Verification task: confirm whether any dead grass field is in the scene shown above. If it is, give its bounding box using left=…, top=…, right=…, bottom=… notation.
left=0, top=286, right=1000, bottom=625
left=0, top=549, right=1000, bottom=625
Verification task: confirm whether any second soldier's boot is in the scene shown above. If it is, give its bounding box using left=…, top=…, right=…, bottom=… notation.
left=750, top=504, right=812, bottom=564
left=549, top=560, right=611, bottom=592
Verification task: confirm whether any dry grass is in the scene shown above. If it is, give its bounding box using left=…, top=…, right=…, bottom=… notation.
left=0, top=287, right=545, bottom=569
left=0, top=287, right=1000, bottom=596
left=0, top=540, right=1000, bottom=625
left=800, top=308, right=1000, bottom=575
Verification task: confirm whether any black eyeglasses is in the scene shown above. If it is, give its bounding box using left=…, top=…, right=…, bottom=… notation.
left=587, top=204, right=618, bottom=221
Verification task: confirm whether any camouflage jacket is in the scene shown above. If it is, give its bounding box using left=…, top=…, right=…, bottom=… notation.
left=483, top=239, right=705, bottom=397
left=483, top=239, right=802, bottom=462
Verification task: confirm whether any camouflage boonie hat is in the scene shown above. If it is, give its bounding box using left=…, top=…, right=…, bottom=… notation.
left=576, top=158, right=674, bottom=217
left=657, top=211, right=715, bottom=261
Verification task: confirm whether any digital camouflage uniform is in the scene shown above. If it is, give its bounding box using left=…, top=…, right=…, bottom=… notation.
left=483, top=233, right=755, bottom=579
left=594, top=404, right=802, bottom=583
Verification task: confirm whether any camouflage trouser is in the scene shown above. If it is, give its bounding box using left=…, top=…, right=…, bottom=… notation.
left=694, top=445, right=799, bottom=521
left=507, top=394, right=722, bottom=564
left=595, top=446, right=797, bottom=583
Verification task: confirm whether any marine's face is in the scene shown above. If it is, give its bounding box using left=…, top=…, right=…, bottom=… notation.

::::::::::

Stated problem
Rewrite all of the records above as a numbered list, omitting any blank lines.

Finished exercise
1. Verification task: confirm whether any dead grass field is in the scene shown above. If it is, give its bounding box using left=…, top=…, right=…, bottom=… notation.
2. left=0, top=286, right=1000, bottom=625
3. left=0, top=549, right=1000, bottom=625
4. Verification task: confirm whether any second soldier's boot is in the scene shown above. If it is, give its bounding box using left=…, top=…, right=…, bottom=… notation.
5. left=750, top=504, right=812, bottom=564
6. left=549, top=560, right=611, bottom=592
7. Verification task: confirm whether any dry grass is in the scene shown above. If it is, give its bounding box using left=…, top=…, right=…, bottom=… notation.
8. left=0, top=287, right=545, bottom=569
9. left=0, top=287, right=1000, bottom=596
10. left=0, top=540, right=1000, bottom=625
11. left=800, top=308, right=1000, bottom=575
12. Verification task: confirm whether any black eyeglasses is in the scene shown above. If it is, give its bounding box using left=…, top=…, right=…, bottom=… notation.
13. left=587, top=204, right=618, bottom=221
14. Verification task: confirm whether any camouflage jacket is in the scene shown above. If it is, give its bounding box using left=…, top=…, right=…, bottom=… notation.
15. left=483, top=239, right=705, bottom=397
16. left=483, top=239, right=802, bottom=462
17. Verification task: confirm whether any camouflage boonie hat is in the scene shown above. If it is, give its bounding box using left=…, top=…, right=…, bottom=… notation.
18. left=576, top=158, right=674, bottom=217
19. left=657, top=211, right=715, bottom=261
20. Verification task: confirm whether any digital camouflage uniform is in the scene shown above. If it is, give its bounding box using left=…, top=…, right=…, bottom=… notation.
21. left=483, top=233, right=755, bottom=579
22. left=594, top=404, right=802, bottom=583
23. Verification task: confirm whether any camouflage trouser is in the scene shown above. If it is, give its bounding box using left=…, top=…, right=…, bottom=… notation.
24. left=694, top=445, right=799, bottom=521
25. left=507, top=394, right=722, bottom=564
26. left=595, top=446, right=797, bottom=583
27. Verification task: confirm whether any marine's face is in the scene shown above. If it is, give its bounding box using left=…, top=…, right=…, bottom=… notation.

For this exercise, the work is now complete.